*** Source data
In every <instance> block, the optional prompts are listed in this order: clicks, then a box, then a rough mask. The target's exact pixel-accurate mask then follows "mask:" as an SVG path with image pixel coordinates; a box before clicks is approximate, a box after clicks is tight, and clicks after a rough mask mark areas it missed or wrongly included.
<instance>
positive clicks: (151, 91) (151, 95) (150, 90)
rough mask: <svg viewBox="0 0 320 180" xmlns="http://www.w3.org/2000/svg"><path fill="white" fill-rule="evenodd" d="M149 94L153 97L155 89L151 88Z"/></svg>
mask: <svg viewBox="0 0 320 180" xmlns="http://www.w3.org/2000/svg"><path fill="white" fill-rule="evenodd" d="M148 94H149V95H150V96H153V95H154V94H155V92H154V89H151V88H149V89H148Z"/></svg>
******
*** Source data
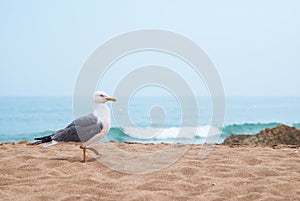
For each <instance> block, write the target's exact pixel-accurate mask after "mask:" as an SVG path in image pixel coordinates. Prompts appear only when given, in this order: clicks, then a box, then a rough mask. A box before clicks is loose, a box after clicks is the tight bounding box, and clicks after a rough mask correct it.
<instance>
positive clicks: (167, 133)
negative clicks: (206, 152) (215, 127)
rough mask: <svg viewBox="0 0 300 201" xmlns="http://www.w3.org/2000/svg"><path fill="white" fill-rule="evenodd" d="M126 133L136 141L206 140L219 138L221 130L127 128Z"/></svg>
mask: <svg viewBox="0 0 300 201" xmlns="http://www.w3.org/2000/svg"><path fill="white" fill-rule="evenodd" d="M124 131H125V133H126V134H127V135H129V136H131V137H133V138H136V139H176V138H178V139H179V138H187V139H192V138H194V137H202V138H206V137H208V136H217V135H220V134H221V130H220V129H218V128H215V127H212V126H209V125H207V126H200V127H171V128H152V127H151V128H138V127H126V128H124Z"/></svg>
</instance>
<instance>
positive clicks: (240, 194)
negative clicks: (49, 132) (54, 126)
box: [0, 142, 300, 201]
******
## [Directions for this task]
Where a line of the data above includes the string "tight", pull it out.

## [Response box]
In every <instance> block, the optional prompts are listed in this order: clicks, then a box, then a rough mask. The target's exact pixel-accurate mask then follows "mask:" as an SVG path with image pixel coordinates; a box before clicks is approximate, a box after clicks is tight, and clicks after a rough mask mark areas it missed or wrongly included.
For each <instance> block, write the target's exact pixel-accurate mask after "mask:" as an SVG path in image pixel coordinates. Prompts appear only when given, in this order: clicks, then a box, then a rough mask. A box before clicks is loose, a box after clicks is the tight bounding box, and clicks after a rough mask correct it.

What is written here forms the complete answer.